● Selected extract
[start]
Damn knew you would beat me to it Poledriver



> A billion dollars worth of ice has been seized in a joint police operation.
> 
> Four people have been charged over the their alleged involvement in importing and manufacturing 720 litres of liquid methamphetamine.
> 
> The Joint Organised Crime Group operation involved the Australian Federal Police, NSW Police, Australian Border Force and Australian Crime Commission.
> 
> A 33-year-old Hong Kong national has been charged over the original seizure of the drugs by the Border Force, and a further three Hong Kong nationals, a 59-year-old man, a 37-year-old man, and a 52-year-old woman have been arrested and charged in relation to the drugs located in the storage facilities.
> 
> The methamphetamine seized could have produced up to 504kg of high quality ice.
> 
> Minister for Justice Michael Keenan has praised the efforts of police.
> 
> 'This joint operation today shows how successful our law enforcement agencies are in tackling the organised criminal gangs that peddle in the misery of ice.
> 
> 'It also comes on the back of the last two months of very successful operations of the Australian Federal Police in conjunction with their law enforcement partners, that have taken one tonne of illicit drugs off the streets in 11 individual operations'.
> 
> Officials said the operation began in December last year when the Australian Border Force examined a shipping container out of Hong Kong.
> 
> 'That shipping container was found to contain gel bra inserts and hidden inside those gel bra inserts was 190 litres of liquid methamphetamine,' said Commander Chris Sheehan.
> 
> An additional 530 litres of liquid methamphetamine were found during the investigation by joint organised crime investigators.
> 
> 'These drugs were concealed inside art supplies housed in five storage units in Sydney in the suburbs of Miranda, Hurstville, Padstow and Kingsgrove,' Mr Sheehan said.



Source and Video: http://www.skynews.com.au/news/top-stories/2016/02/15/ice-worth--1-billion-seized-by-police.html


----------



## Jabberwocky

> Australian police have seized 720 litres of the drug ice with an estimated street value of $1bn.
> 
> Four people have been charged over their alleged involvement in importing and manufacturing methamphetamine.
> 
> The joint organised crime group operation involved the Australian federal police, New South Wales police, Australian Border Force and Australian Crime Commission.
[end]
● Source records
[start]
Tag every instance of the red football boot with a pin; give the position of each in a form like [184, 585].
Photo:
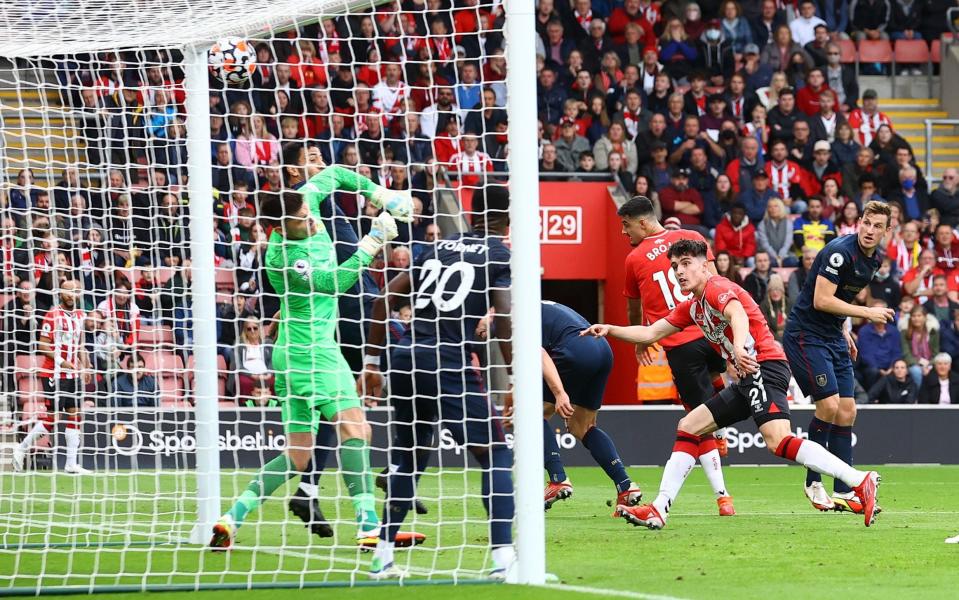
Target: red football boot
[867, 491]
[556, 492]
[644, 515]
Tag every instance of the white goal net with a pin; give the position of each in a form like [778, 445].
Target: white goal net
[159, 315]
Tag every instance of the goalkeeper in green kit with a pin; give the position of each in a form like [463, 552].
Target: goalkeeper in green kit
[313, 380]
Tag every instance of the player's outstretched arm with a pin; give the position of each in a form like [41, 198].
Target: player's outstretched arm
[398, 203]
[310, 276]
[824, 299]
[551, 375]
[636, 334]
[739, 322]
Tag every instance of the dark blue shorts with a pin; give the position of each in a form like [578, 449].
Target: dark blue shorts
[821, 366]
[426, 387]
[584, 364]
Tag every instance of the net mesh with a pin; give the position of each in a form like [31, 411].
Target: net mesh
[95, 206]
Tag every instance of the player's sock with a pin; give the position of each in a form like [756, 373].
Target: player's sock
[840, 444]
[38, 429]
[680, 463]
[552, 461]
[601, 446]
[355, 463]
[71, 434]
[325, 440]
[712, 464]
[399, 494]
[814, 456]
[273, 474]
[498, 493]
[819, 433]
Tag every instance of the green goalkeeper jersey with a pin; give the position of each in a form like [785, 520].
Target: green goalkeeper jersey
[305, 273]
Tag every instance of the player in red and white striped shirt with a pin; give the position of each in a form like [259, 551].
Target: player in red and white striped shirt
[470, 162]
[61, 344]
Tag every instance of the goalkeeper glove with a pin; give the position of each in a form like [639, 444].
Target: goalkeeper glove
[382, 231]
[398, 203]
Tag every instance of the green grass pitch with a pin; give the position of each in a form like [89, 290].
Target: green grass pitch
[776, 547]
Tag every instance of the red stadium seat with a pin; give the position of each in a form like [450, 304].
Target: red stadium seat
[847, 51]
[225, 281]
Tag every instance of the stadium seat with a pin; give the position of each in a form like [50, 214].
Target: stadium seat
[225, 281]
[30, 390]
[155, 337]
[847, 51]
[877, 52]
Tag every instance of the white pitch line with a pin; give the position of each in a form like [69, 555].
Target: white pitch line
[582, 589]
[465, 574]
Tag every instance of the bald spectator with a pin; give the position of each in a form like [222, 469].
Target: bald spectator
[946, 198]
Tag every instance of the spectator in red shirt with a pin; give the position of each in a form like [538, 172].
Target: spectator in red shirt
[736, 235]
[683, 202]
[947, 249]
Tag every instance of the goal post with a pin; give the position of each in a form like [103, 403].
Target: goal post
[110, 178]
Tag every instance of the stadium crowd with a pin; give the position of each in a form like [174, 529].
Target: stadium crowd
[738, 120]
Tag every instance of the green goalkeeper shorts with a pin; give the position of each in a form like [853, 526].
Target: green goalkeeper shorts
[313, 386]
[end]
● What you need to do
1 – Answer these questions from the thread about the ice seizure, giving each answer on its own line marked with the same letter.
(a) How many litres of liquid methamphetamine were hidden inside the gel bra inserts?
(b) In which month did the operation begin?
(c) Up to how much high quality ice could the seized methamphetamine have produced?
2 – In the listing, start at the line that has "Tag every instance of the green goalkeeper shorts" and continue through the last line of the listing. Rewrite those lines as a JSON list of strings, one string per line, and leave out blank lines.

● Answers for the exercise
1 –
(a) 190 litres
(b) December
(c) 504kg

2 –
[
  "Tag every instance of the green goalkeeper shorts with a pin; give the position of each in a form like [853, 526].",
  "Target: green goalkeeper shorts",
  "[313, 386]"
]